• EXERCISE INSTRUCTIONS:
A) In the passage about chasing the raiders, reproduce word for word the part that opens with the words containing "Accompanied by a" and closes with "along with them.".
B) Answer these questions from the passage about chasing the raiders:
(i) Who went with the adventurers when they set off?
(ii) What was feeding on the carcasses?
(iii) Which clan did the survivor belong to?

Accompanied by a young shaman and two warriors, the adventurers set off in pursuit of the raiders. The tracks of two dozen water buffalo driven through the jungle proved easy to follow and by about noon they would clear confirmation that they were gaining on the raiders—they came upon the aftermath of a large battle between members of two of the clans, plus about half a roasted water buffalo. After dispatching the oversized beetles who were feasting on the carcasses, the party discovered a survivor. The survivor, a member of the viper clan explained that he and his fellows had been grazing their water buffalo when the wolf clan ambushed them and killed many of his friends—and then stole the buffalo! Admitting that the buffalo were newly acquired, the survivor showed an abundance of fear-inspired hatred of the wolf clan and the party took him along with them.

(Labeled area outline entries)
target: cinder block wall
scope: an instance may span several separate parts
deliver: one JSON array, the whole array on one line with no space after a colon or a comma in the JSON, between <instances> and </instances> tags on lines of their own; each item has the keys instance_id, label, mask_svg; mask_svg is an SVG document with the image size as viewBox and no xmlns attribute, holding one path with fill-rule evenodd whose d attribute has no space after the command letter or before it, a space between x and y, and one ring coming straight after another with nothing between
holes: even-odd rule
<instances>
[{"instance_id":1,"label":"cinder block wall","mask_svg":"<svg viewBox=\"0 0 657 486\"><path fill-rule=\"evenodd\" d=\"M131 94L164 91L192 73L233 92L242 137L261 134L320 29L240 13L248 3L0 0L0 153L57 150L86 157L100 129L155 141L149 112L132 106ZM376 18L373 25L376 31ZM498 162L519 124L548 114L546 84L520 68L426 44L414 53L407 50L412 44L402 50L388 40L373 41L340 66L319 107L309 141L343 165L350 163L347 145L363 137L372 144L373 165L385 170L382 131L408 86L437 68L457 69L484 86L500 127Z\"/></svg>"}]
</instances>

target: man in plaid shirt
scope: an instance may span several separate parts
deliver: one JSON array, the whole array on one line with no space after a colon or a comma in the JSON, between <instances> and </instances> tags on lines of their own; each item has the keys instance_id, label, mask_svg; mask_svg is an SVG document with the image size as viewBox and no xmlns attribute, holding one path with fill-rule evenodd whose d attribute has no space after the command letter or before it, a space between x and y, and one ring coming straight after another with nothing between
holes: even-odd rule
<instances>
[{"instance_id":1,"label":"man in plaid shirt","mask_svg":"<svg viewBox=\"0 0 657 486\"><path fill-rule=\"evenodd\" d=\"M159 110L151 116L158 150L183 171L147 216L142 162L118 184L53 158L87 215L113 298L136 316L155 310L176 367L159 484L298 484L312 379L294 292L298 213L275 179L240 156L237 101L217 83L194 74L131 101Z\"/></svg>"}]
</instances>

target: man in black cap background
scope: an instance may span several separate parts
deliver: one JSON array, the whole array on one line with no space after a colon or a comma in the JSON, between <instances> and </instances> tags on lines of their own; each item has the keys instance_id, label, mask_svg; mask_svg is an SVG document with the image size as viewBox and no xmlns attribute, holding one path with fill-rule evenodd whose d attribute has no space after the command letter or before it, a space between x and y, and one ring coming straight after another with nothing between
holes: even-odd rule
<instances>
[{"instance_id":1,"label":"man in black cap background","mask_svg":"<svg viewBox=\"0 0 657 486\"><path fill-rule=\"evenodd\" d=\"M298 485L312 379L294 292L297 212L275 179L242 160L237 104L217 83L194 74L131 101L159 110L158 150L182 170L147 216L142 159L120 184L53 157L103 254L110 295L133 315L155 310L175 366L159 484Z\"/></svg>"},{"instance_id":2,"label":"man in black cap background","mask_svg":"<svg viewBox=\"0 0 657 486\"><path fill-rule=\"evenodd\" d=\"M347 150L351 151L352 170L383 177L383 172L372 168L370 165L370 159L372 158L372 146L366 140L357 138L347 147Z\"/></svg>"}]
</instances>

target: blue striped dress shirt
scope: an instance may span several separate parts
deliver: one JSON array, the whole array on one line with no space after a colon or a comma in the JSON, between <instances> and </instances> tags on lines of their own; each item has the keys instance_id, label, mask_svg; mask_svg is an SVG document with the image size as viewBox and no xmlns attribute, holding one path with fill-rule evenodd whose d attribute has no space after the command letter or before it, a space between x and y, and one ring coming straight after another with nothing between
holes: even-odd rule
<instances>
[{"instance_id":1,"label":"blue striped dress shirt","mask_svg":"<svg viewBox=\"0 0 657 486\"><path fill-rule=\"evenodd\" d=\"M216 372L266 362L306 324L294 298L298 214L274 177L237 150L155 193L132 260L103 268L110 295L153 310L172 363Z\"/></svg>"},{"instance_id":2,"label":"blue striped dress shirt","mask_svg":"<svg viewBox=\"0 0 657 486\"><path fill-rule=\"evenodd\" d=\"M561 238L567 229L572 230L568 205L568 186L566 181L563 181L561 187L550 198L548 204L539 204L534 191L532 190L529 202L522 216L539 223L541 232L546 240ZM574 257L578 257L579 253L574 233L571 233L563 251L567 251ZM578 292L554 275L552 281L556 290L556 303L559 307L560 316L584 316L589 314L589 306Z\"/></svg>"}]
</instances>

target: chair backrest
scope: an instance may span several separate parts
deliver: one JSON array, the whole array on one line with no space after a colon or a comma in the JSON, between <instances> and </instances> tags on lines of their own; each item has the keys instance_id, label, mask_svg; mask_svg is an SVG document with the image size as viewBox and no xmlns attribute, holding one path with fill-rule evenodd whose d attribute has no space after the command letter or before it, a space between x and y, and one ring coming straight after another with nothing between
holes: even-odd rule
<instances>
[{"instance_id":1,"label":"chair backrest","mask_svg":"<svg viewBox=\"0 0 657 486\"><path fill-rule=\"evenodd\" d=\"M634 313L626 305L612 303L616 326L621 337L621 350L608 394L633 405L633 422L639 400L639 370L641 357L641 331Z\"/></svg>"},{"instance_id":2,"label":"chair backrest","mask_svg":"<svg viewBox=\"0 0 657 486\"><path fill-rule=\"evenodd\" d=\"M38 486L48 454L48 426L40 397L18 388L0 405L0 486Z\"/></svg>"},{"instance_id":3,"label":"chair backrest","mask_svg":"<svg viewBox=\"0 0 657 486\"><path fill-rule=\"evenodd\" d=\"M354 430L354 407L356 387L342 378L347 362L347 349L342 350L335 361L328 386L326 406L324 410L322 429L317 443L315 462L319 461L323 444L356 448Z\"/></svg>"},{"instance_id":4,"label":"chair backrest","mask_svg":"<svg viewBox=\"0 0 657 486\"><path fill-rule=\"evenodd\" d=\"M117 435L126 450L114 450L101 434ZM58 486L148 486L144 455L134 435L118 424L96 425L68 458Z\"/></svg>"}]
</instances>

• RESPONSES TO THE EXERCISE:
A)
Accompanied by a young shaman and two warriors, the adventurers set off in pursuit of the raiders. The tracks of two dozen water buffalo driven through the jungle proved easy to follow and by about noon they would clear confirmation that they were gaining on the raiders—they came upon the aftermath of a large battle between members of two of the clans, plus about half a roasted water buffalo. After dispatching the oversized beetles who were feasting on the carcasses, the party discovered a survivor. The survivor, a member of the viper clan explained that he and his fellows had been grazing their water buffalo when the wolf clan ambushed them and killed many of his friends—and then stole the buffalo! Admitting that the buffalo were newly acquired, the survivor showed an abundance of fear-inspired hatred of the wolf clan and the party took him along with them.

B)
(i) A young shaman and two warriors
(ii) Oversized beetles
(iii) The viper clan